● **Work instruction A**: In the article about Eli Lilly and Zyprexa, by what percentage did Zyprexa sales rise in 2006?
● **Work instruction B**: Reproduce word for word the passage of the Zyprexa article starting with "In light of" and going on through "the litigation costs.".

Even the Insurance Companies are Bailing

Eli Lilly's Toughest Sell: Innocence on Zyprexa?

By EVELYN PRINGLE

Eli Lilly is having trouble obtaining and retaining insurance coverage for Zyprexa litigation because apparently insurance companies are no longer willing to buy its wide eyed innocence routine when it comes to the company's fraudulent off-label marketing schemes.

In filings with the SEC, Lilly admits that it is having problems and that the company may end up having to pay its own Zyprexa costs, but blames it on the insurance industry stating: "We have experienced difficulties in obtaining product liability insurance due to a very restrictive insurance market and therefore will be largely self-insured for future product liability losses."

As for the insurance that Lilly does have to cover past and future Zyprexa lawsuits, the filing reports that carriers have raised defenses to their liability and are seeking to rescind the policies, and Lilly further warns that, "there is no assurance that we will be able to fully collect from our insurance carriers on past claims."

Some internal Lilly documents recently leaked to the press, that Lilly somehow managed to have sealed with a court order, reveal that Lilly hid the side effects of Zyprexa identified in its own clinical trials a decade ago and engaged in wide-ranging off-label marketing schemes to make a drug approved by the FDA only to treat adults with schizophrenia and bipoloar disorder into its top selling product bringing in a reported $30 billion thus far.

In light of these insurance problems, Lilly could be likened to a dog chasing its tail. While on one hand, it is being sued for illegally marketing Zyprexa off-label, if it stops the illegal conduct profits will plummet and it won,t have the money to pay the litigation costs.

However, Lilly has apparently decided to take the low road, because to date, settling with 26,500 Zyprexa cases out of court by paying out over $1.2 billion has done nothing to lower the off-label sales figures for Zyprexa. In fact, in 2006, sales of the drug increased 12%, according to SEC filings.

In 2003, the FDA ordered warning labels on all atypicals, of an increased risk of high blood sugar and diabetes and said blood sugar surges in some patients were associated with life-threatening medical conditions or death. In 2005, the FDA added the strongest warning available, a black box, stating that the drugs increased the risk of death in elderly patients with dementia. The warnings did nothing to slow off-label prescribing of Zyprexa.

It is still being freely prescribed for uses never approved or intended. On April 25, 2006, Bloomberg News reported that in 2005, nearly 7 children out of one thousand were taking an antipsychotic, and among senior citizens 65 and older, antipsychotic use was 21 per 1000. Per patient antipsychotic costs for children 19 and under have increased 196%, or nearly triple 2001's total, according to Bloomberg.

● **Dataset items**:

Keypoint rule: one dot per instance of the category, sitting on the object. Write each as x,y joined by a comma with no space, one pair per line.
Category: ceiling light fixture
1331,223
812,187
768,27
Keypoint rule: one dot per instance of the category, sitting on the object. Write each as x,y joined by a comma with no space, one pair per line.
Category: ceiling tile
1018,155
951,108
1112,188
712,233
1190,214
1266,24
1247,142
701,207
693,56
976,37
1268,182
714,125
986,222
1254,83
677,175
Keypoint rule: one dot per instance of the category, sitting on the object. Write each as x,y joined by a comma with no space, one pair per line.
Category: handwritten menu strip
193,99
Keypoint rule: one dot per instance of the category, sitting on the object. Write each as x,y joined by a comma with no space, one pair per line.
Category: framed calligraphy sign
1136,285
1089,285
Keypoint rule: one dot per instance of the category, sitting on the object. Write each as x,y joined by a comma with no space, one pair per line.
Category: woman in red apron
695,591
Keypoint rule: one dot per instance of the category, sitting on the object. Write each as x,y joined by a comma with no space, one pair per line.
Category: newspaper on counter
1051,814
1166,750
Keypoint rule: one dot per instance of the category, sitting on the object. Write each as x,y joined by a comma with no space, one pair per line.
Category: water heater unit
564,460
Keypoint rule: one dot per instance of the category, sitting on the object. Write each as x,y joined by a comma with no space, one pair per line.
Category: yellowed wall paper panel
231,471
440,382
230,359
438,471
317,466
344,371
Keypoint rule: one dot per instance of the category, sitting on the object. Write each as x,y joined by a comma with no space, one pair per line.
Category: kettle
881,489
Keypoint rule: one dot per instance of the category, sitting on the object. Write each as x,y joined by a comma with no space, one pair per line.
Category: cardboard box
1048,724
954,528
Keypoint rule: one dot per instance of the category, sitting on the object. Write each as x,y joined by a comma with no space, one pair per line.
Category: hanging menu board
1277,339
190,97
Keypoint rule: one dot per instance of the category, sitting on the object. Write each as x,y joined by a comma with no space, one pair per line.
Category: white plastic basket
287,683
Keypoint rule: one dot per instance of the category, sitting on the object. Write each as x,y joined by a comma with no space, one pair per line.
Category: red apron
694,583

● **Exercise result A**: Sales of Zyprexa increased 12% in 2006.

● **Exercise result B**:
In light of these insurance problems, Lilly could be likened to a dog chasing its tail. While on one hand, it is being sued for illegally marketing Zyprexa off-label, if it stops the illegal conduct profits will plummet and it won,t have the money to pay the litigation costs.